Kalebu Jordan

Become a Pro Python Developer

Python is savage , it can do almost anything you can imagine . On this tutorial I will guide you to building a Python script that can ultimately save you a lot spaces on your disk space.

Program Overview

The main idea of the program you’re about to built is that , in many situations you find yourself having duplicates files on your disk and checking hem manually it tedious work since you could have saved different name .

By realizing that we are going to built a Python file to recursively remove all duplicate files in a given directory.

How do we do it ?

If we were to read the whole file and then compare it to the rest of the files recursively through given directory it will take a very long time then how do we do it ?

The answer is hashing , through hashing we can generate a given string of letters and numbers which act as identity of a given file and if we find any other file with the same identity we gonna delete it .

There a variety of hashing algorithms out there such as

Let’s do some coding

Hashing in Python is pretty straight forward we are going to use hashlib library which comes with Python standard library

Let’s see how do we create hash of a string in Python using md5 hashing algorithms

Example of Usage :

>>> import hashlib
>>> example_text = "Duplython is amazing".encode('utf-8')
>>> hashlib.md5(example_text).hexdigest()
'73a14f46eadcc04f4e04bec8eb66f2ab'

It’s straight forward you just need to import hashlib and then use md5 method to create hash and finally use hexdigest to generate string of the hash.

The above example have shown as how to hash string but as we look in relation to project we were about to build we need to hash files.

How do we hash files ?

Hashing files is similar to hashing string a minor difference , during hashing file we need to open file in binary and then create a hash of the binary value we need .

Hashing File

Let’s say you have simple text document on your project directory with name learn.txt, Let’s see try hashing it

>>> import hashlib
>>> file = open('learn.txt', 'rb').read()
>>> hashlib.md5(file).hexdigest()
'0534cf6d5816c4f1ace48fff75f616c9'

------Try to generate again the hashes ----
>>> file2 = open('learn.txt', 'rb').read()
>>> hashlib.md5(file2).hexdigest()
'0534cf6d5816c4f1ace48fff75f616c9'

As you can see above even If you try to generate the hashes for a second time , hashes still remain the same .

Challenge arises when we try to read a very large file , waiting for the whole file to read and then computing the hash after takes time we need a way to create hashes as we ready the file .

Well don’t worry because there is way in Python to do that , we have to read the file in blocks and update the hash as we keep reading the file until the file is entirely read.

Doing this way could save us a lot of waiting time that we could use on waiting the whole file to be ready.

Example :

>>> import hashlib
>>> block_size = 1024
>>> hash = hashlib.md5()
>>> with open('learn.txt', 'rb') as file:
...     block = file.read(block_size)

==*==

#### SHORT TASK 1:
Find every line in the records that contains the string "tarpaulin" with matching case, and copy each of those lines.
#### SHORT TASK 2:
Pick up the tutorial on finding duplicate files with Python hashing at the point where it stops, and carry it forward.

==*==

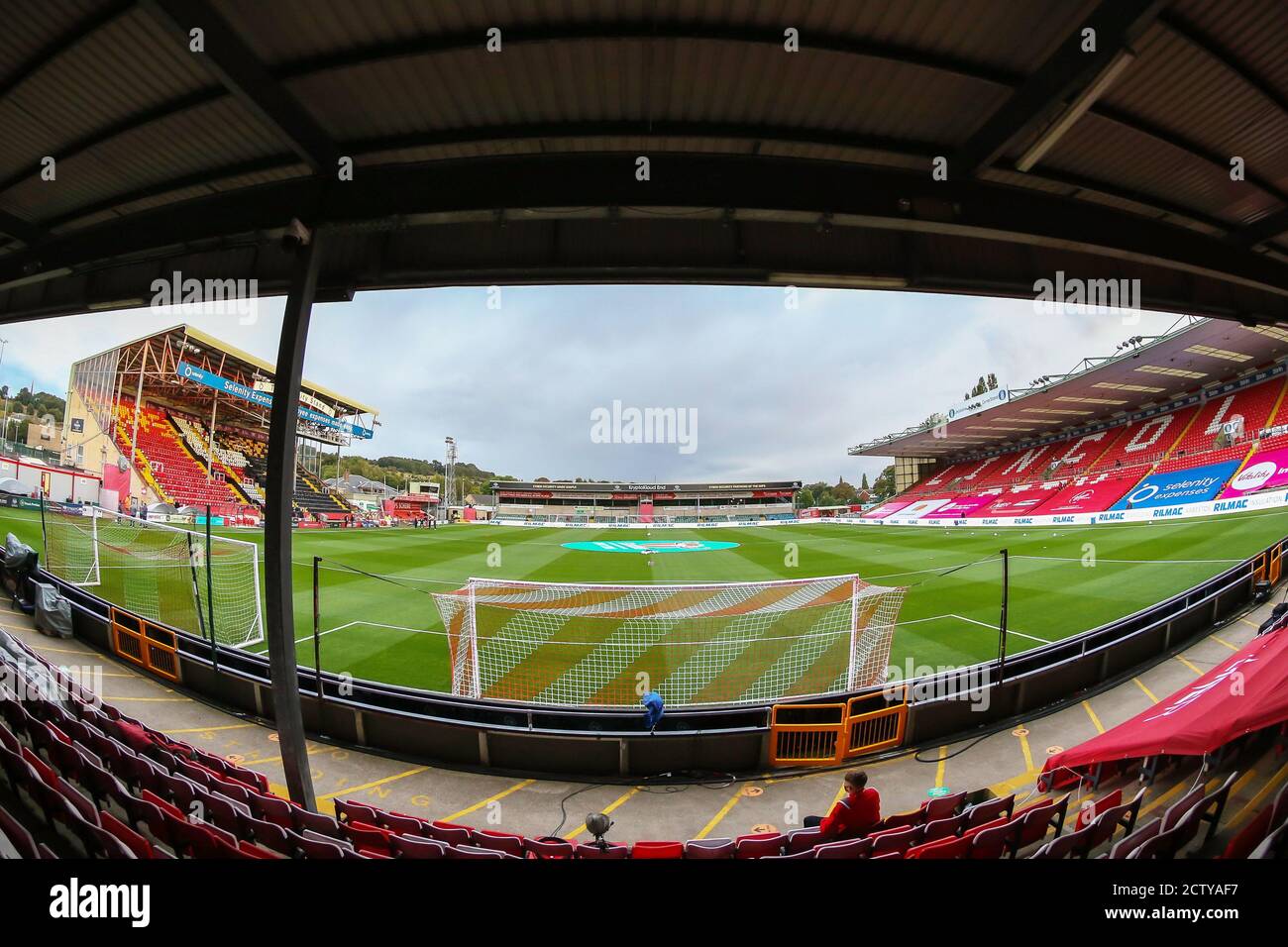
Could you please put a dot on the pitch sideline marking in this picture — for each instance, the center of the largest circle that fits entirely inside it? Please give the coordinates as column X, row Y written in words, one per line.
column 995, row 628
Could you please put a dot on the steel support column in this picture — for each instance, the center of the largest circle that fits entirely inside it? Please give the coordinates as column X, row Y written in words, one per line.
column 277, row 523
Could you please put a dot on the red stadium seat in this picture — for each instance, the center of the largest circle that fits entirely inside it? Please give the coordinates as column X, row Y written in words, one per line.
column 952, row 847
column 415, row 847
column 592, row 852
column 449, row 832
column 851, row 848
column 709, row 848
column 988, row 810
column 500, row 841
column 657, row 849
column 760, row 844
column 549, row 848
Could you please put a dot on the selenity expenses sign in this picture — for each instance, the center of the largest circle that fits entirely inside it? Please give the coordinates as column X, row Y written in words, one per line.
column 207, row 379
column 1179, row 487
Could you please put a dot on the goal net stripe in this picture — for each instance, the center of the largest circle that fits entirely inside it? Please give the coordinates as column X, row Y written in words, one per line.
column 750, row 642
column 160, row 573
column 545, row 664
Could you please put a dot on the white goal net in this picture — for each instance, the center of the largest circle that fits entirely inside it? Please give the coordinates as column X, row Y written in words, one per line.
column 563, row 644
column 160, row 573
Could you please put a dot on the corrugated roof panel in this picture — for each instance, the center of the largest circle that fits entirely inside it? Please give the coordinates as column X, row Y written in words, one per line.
column 1096, row 147
column 124, row 68
column 205, row 138
column 1175, row 85
column 1249, row 30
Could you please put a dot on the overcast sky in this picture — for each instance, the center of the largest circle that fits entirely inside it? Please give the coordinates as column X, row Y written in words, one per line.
column 778, row 393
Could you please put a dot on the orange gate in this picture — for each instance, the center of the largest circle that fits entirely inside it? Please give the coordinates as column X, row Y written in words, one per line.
column 146, row 644
column 829, row 733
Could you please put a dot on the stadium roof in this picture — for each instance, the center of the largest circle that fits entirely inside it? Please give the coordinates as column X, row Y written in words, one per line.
column 1142, row 375
column 230, row 361
column 767, row 165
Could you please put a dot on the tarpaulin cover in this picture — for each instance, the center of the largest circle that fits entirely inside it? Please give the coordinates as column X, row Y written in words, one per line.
column 1245, row 692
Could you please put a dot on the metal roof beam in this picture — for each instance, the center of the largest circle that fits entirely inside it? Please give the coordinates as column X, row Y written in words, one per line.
column 597, row 129
column 1266, row 228
column 1067, row 72
column 246, row 77
column 21, row 230
column 883, row 198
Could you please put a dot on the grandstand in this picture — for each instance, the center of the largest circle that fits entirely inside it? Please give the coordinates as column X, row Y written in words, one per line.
column 179, row 419
column 619, row 504
column 1207, row 395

==*==

#### WRITTEN RESPONSE 1:
Could you please put a dot on the tarpaulin cover in this picture — for each instance, the center of the largest circle that fits entirely inside it? Please give the coordinates as column X, row Y written in words, one per line.

#### WRITTEN RESPONSE 2:
...     while len(block)>0:
...             hash.update(block)
...             block = file.read(block_size)
...     print(hash)
... 
0534cf6d5816c4f1ace48fff75f616c9

As you can see hash has not changed it still the same , there fore we are ready to go to building our python program to save disk space for us.

Before we build our app we need a way to delete those duplicate files , how do we do it , we you should have already know .

We will use Python OS module to delete the any duplicate file found during inspecting files using remove( ) method .

Let’s try deleting learn.txt with os module

Example of Usage (os module):

>>> import os
>>> os.listdir()
['Desktop-File-cleaner', '.git', 'learn.txt', 'app.py', 'README.md']
>>> os.remove('learn.txt')
>>> os.listdir()
['Desktop-File-cleaner', '.git', 'app.py', 'README.md']

Well that’s simple you just call remove ( ) with parameter of name of file you wanna remove done. now let’s go build our application.

Building our Disk space saver program

Importing necessary Library

import time
import os
from hashlib import sha256

Creating Initial class for program

app.py

import time
import os
from hashlib import sha256

class Duplython:
    def __init__(self):
        self.home_dir = os.getcwd(); self.File_hashes = []
        self.Cleaned_dirs = []; self.Total_bytes_saved = 0
        self.block_size = 65536; self.count_cleaned = 0

    def welcome(self)->None:
        print('******************************************************************')
        print('****************        DUPLYTHON      ****************************')
        print('********************************************************************\n\n')
        print('----------------        WELCOME        ----------------------------')
        time.sleep(3)
        print('\nCleaning .................')
        
    def main(self)->None:
      self.welcome()

if __name__ == '__main__':
    App = Duplython()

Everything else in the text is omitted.